___ Supplied data

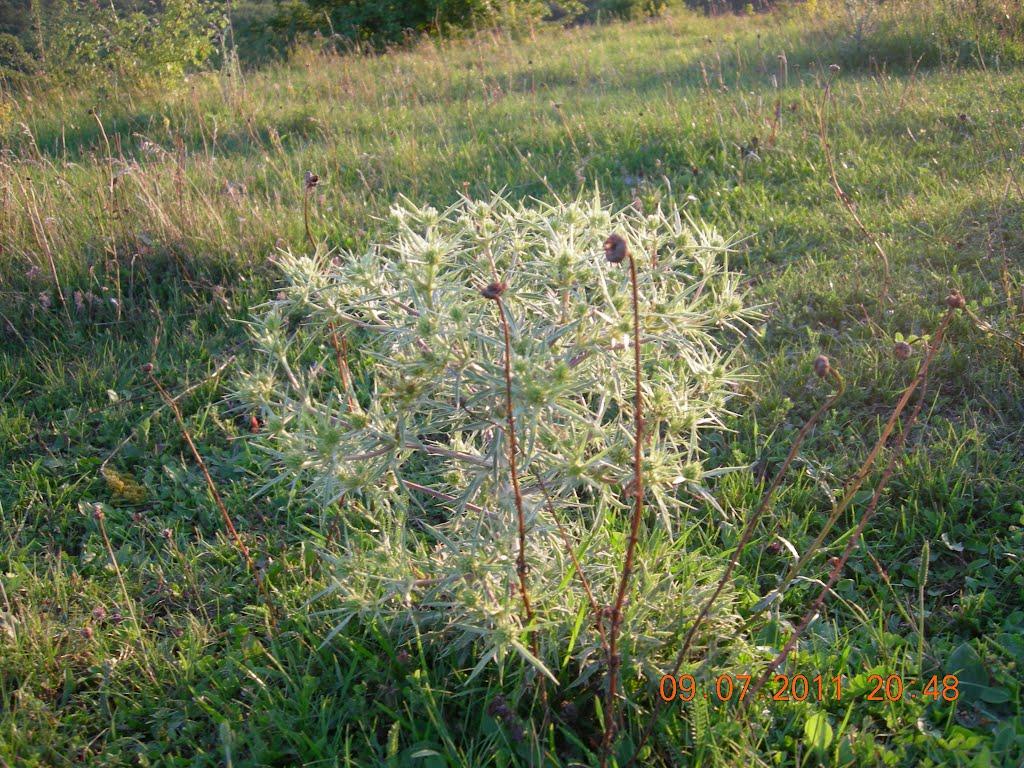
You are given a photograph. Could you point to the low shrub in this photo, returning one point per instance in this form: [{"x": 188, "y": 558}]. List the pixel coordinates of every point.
[{"x": 412, "y": 450}]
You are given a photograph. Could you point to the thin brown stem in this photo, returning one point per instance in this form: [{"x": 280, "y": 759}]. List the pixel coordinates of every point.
[
  {"x": 740, "y": 545},
  {"x": 594, "y": 607},
  {"x": 305, "y": 217},
  {"x": 624, "y": 582},
  {"x": 98, "y": 516},
  {"x": 340, "y": 345},
  {"x": 495, "y": 292},
  {"x": 172, "y": 403},
  {"x": 921, "y": 380}
]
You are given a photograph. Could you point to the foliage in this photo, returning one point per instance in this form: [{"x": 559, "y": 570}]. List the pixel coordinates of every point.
[
  {"x": 209, "y": 181},
  {"x": 381, "y": 22},
  {"x": 83, "y": 40},
  {"x": 428, "y": 424}
]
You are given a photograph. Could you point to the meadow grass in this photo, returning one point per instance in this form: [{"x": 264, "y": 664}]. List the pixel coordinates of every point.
[{"x": 160, "y": 214}]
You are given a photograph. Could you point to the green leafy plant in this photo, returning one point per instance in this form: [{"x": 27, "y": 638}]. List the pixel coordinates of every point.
[{"x": 85, "y": 40}]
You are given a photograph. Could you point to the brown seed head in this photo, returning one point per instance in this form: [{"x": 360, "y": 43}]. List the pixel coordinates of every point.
[
  {"x": 615, "y": 250},
  {"x": 821, "y": 367},
  {"x": 955, "y": 300},
  {"x": 494, "y": 290},
  {"x": 901, "y": 350}
]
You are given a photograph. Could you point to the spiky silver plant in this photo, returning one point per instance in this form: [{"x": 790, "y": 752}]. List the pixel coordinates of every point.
[{"x": 417, "y": 458}]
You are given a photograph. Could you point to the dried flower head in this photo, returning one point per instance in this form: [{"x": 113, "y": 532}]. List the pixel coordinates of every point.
[
  {"x": 615, "y": 250},
  {"x": 821, "y": 367},
  {"x": 494, "y": 290},
  {"x": 433, "y": 351},
  {"x": 901, "y": 350}
]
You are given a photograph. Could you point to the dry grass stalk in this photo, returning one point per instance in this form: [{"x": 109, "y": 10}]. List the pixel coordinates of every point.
[{"x": 920, "y": 381}]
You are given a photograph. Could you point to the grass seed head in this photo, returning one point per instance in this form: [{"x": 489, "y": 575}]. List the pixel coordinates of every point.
[
  {"x": 494, "y": 291},
  {"x": 615, "y": 250},
  {"x": 955, "y": 300},
  {"x": 821, "y": 367}
]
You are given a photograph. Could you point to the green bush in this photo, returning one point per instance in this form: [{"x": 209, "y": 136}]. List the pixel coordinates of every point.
[
  {"x": 418, "y": 448},
  {"x": 382, "y": 22},
  {"x": 15, "y": 64},
  {"x": 86, "y": 41}
]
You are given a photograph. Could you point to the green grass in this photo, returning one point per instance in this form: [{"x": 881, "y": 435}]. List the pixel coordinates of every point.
[{"x": 209, "y": 679}]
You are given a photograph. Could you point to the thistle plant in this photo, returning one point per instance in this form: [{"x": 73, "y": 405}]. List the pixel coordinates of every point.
[{"x": 437, "y": 524}]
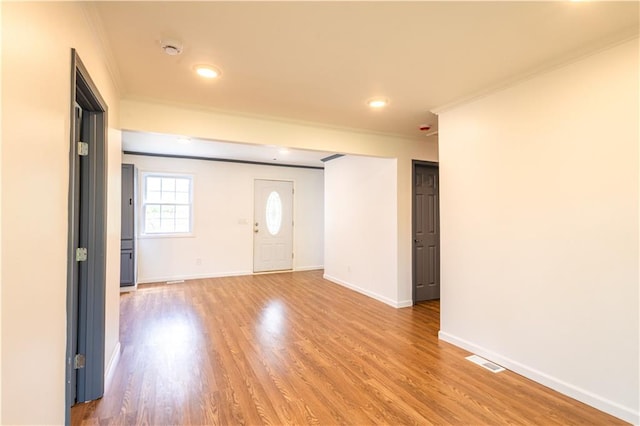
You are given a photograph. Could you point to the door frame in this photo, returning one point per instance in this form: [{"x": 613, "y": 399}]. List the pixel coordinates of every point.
[
  {"x": 414, "y": 165},
  {"x": 86, "y": 313}
]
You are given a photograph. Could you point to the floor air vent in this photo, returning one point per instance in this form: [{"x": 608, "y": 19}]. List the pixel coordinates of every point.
[{"x": 494, "y": 368}]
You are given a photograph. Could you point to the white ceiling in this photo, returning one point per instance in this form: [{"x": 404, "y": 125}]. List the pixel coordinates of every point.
[{"x": 320, "y": 61}]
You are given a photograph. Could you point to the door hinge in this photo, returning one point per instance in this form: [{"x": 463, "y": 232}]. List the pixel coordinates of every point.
[
  {"x": 83, "y": 149},
  {"x": 81, "y": 254},
  {"x": 78, "y": 361}
]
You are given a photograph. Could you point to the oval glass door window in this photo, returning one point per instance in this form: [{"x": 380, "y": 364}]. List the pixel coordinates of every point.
[{"x": 274, "y": 213}]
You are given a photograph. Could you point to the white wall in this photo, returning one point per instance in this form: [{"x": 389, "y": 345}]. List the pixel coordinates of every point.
[
  {"x": 539, "y": 221},
  {"x": 361, "y": 216},
  {"x": 222, "y": 244},
  {"x": 208, "y": 124},
  {"x": 36, "y": 71}
]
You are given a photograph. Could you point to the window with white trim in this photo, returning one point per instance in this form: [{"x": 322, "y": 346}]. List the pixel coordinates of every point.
[{"x": 167, "y": 204}]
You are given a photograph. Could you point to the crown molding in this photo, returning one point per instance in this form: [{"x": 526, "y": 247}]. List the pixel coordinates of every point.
[
  {"x": 94, "y": 20},
  {"x": 576, "y": 55}
]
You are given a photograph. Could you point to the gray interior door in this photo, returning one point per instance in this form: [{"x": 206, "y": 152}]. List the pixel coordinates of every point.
[
  {"x": 426, "y": 234},
  {"x": 86, "y": 262}
]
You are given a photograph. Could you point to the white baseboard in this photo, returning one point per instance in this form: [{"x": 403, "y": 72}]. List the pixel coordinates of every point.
[
  {"x": 361, "y": 290},
  {"x": 308, "y": 268},
  {"x": 111, "y": 367},
  {"x": 193, "y": 277},
  {"x": 404, "y": 304},
  {"x": 575, "y": 392}
]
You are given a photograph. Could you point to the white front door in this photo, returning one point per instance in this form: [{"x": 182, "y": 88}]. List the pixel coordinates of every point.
[{"x": 273, "y": 226}]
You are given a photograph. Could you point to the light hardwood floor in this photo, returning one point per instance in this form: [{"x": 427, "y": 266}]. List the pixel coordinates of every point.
[{"x": 292, "y": 348}]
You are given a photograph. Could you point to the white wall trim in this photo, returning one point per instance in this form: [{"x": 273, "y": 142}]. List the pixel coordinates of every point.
[
  {"x": 580, "y": 54},
  {"x": 111, "y": 367},
  {"x": 404, "y": 303},
  {"x": 308, "y": 268},
  {"x": 360, "y": 290},
  {"x": 565, "y": 388},
  {"x": 193, "y": 277}
]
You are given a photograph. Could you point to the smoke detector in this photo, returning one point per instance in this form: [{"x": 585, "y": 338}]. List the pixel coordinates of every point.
[{"x": 171, "y": 47}]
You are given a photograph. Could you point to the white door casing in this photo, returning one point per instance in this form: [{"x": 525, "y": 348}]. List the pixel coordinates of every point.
[{"x": 273, "y": 225}]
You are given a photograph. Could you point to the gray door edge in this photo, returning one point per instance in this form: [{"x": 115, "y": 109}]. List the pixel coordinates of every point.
[
  {"x": 414, "y": 164},
  {"x": 85, "y": 92}
]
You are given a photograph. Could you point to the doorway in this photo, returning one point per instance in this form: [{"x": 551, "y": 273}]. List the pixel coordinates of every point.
[
  {"x": 426, "y": 232},
  {"x": 86, "y": 253},
  {"x": 273, "y": 226}
]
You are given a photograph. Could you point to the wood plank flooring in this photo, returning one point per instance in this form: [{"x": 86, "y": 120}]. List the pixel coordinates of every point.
[{"x": 292, "y": 348}]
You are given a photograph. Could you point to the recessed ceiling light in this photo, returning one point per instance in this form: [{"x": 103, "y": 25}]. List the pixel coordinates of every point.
[
  {"x": 207, "y": 71},
  {"x": 378, "y": 102}
]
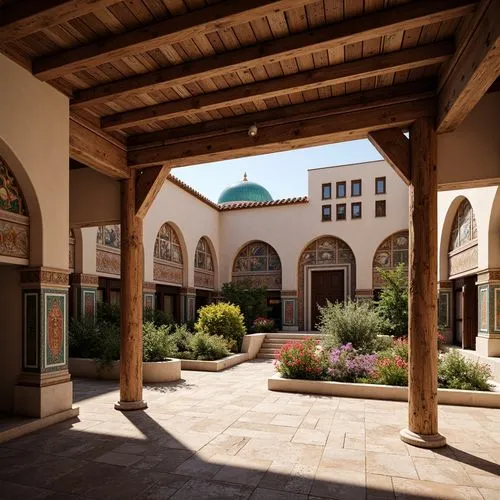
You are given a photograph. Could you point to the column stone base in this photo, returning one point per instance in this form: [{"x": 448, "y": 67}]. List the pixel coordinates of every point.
[
  {"x": 488, "y": 346},
  {"x": 422, "y": 440},
  {"x": 42, "y": 399},
  {"x": 131, "y": 405}
]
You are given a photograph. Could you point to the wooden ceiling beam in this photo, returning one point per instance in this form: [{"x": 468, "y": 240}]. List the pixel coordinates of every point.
[
  {"x": 91, "y": 148},
  {"x": 330, "y": 75},
  {"x": 312, "y": 132},
  {"x": 473, "y": 71},
  {"x": 358, "y": 29},
  {"x": 394, "y": 146},
  {"x": 166, "y": 32},
  {"x": 384, "y": 96},
  {"x": 24, "y": 17}
]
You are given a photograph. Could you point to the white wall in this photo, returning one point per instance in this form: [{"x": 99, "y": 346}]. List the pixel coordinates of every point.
[{"x": 290, "y": 228}]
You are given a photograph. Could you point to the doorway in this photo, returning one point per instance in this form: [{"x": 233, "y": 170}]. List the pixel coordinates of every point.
[{"x": 325, "y": 286}]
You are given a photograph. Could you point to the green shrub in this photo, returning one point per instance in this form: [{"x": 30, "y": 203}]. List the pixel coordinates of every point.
[
  {"x": 302, "y": 360},
  {"x": 356, "y": 323},
  {"x": 157, "y": 344},
  {"x": 393, "y": 302},
  {"x": 251, "y": 299},
  {"x": 457, "y": 372},
  {"x": 224, "y": 320},
  {"x": 208, "y": 347}
]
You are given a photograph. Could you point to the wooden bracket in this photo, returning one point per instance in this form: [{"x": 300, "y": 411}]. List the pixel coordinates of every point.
[
  {"x": 394, "y": 146},
  {"x": 148, "y": 184}
]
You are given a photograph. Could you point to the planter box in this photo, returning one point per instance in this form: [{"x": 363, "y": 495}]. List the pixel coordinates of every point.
[
  {"x": 214, "y": 366},
  {"x": 161, "y": 371},
  {"x": 375, "y": 391}
]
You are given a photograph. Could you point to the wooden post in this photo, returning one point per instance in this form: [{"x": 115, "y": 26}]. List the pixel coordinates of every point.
[
  {"x": 423, "y": 356},
  {"x": 132, "y": 276}
]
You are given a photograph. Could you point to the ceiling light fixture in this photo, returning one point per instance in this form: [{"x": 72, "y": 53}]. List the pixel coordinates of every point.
[{"x": 252, "y": 131}]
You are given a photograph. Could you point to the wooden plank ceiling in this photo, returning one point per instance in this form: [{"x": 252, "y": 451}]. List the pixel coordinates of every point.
[{"x": 153, "y": 73}]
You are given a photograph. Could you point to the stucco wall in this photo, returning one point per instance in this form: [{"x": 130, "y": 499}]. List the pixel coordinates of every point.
[
  {"x": 34, "y": 141},
  {"x": 290, "y": 228},
  {"x": 470, "y": 156}
]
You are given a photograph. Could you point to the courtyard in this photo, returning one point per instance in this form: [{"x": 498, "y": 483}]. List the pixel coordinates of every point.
[{"x": 225, "y": 436}]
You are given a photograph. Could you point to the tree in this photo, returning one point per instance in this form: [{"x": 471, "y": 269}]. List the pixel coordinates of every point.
[
  {"x": 393, "y": 300},
  {"x": 251, "y": 299}
]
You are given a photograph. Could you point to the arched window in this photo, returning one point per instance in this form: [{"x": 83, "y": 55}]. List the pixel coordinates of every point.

______

Exercise prompt:
Please reproduce the records word for word, starting with the line that contains "You are given a photograph. Could you point to the tree" and going on through the end of the records.

The result:
You are given a photograph. Could you point to the tree in this photo, returning one point per instance in this form: [{"x": 471, "y": 269}]. List the pixel coordinates of every point.
[
  {"x": 393, "y": 300},
  {"x": 251, "y": 299}
]
You are given a photograph. Could you point to the arched window in this photo, returning one point per instance in this form: [{"x": 83, "y": 55}]. List the pixel coordinates of every point.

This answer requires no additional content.